* BEGIN Data provided *

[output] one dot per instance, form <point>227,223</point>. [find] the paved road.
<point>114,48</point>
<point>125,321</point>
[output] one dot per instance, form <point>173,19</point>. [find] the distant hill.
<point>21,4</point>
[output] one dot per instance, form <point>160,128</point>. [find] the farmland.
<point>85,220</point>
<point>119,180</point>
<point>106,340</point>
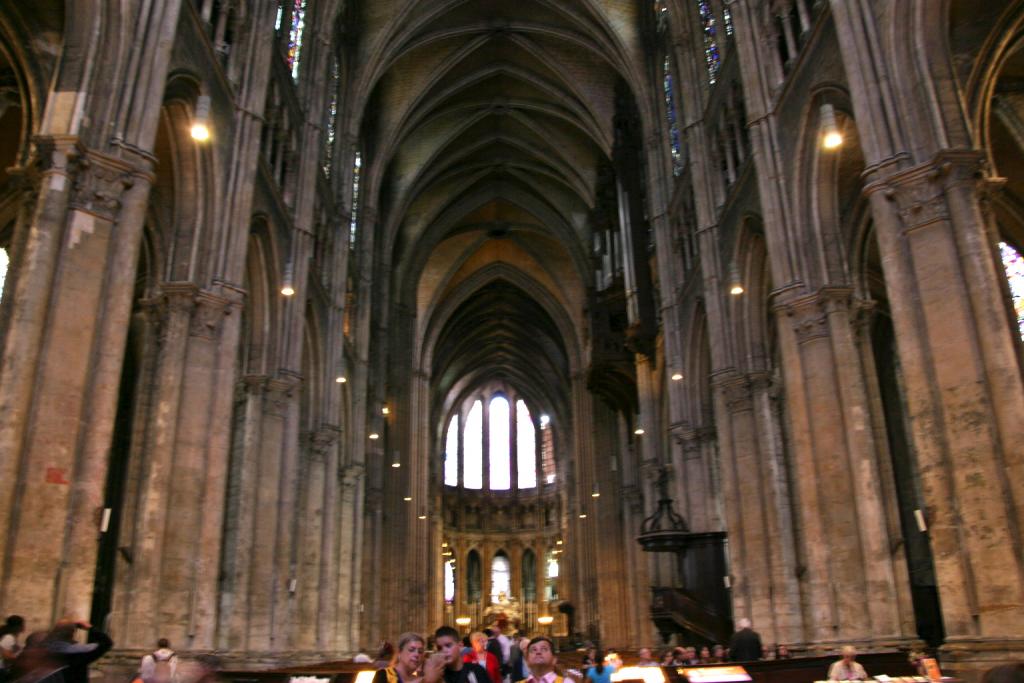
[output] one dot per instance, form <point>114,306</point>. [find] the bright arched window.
<point>1013,262</point>
<point>501,578</point>
<point>452,454</point>
<point>4,262</point>
<point>512,456</point>
<point>472,447</point>
<point>450,581</point>
<point>525,444</point>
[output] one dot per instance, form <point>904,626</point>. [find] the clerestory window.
<point>496,444</point>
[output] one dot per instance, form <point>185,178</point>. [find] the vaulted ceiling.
<point>484,126</point>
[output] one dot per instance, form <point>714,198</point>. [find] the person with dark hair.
<point>478,653</point>
<point>161,666</point>
<point>745,643</point>
<point>1008,673</point>
<point>77,656</point>
<point>446,662</point>
<point>600,672</point>
<point>9,648</point>
<point>385,652</point>
<point>407,660</point>
<point>541,662</point>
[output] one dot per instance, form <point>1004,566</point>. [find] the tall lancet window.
<point>450,582</point>
<point>295,37</point>
<point>1013,262</point>
<point>452,454</point>
<point>710,29</point>
<point>472,447</point>
<point>525,445</point>
<point>332,116</point>
<point>353,223</point>
<point>669,86</point>
<point>498,444</point>
<point>4,262</point>
<point>501,578</point>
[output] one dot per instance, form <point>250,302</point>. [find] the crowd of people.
<point>483,656</point>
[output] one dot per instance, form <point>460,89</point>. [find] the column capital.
<point>919,191</point>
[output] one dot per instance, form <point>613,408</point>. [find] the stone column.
<point>957,353</point>
<point>842,517</point>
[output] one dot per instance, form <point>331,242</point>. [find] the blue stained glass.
<point>295,37</point>
<point>712,55</point>
<point>1013,263</point>
<point>354,223</point>
<point>332,118</point>
<point>670,109</point>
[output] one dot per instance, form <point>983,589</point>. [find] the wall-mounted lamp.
<point>735,285</point>
<point>201,120</point>
<point>830,135</point>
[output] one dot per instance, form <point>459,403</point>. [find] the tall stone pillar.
<point>71,304</point>
<point>965,399</point>
<point>842,519</point>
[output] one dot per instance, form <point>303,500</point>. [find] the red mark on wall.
<point>55,475</point>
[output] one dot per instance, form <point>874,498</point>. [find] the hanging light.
<point>832,138</point>
<point>286,288</point>
<point>201,120</point>
<point>735,285</point>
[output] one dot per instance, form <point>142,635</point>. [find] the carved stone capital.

* END Data provided *

§ **Written task**: Rename "paved road" to "dirt road" in the data from its first line through the line that contains "<point>21,4</point>", and write those lines out again with nothing else changed.

§ **Solution for this problem**:
[output] one dot per instance, form <point>227,223</point>. [find] the dirt road.
<point>114,48</point>
<point>125,321</point>
[output] one dot per instance, form <point>173,19</point>. [find] the distant hill.
<point>21,4</point>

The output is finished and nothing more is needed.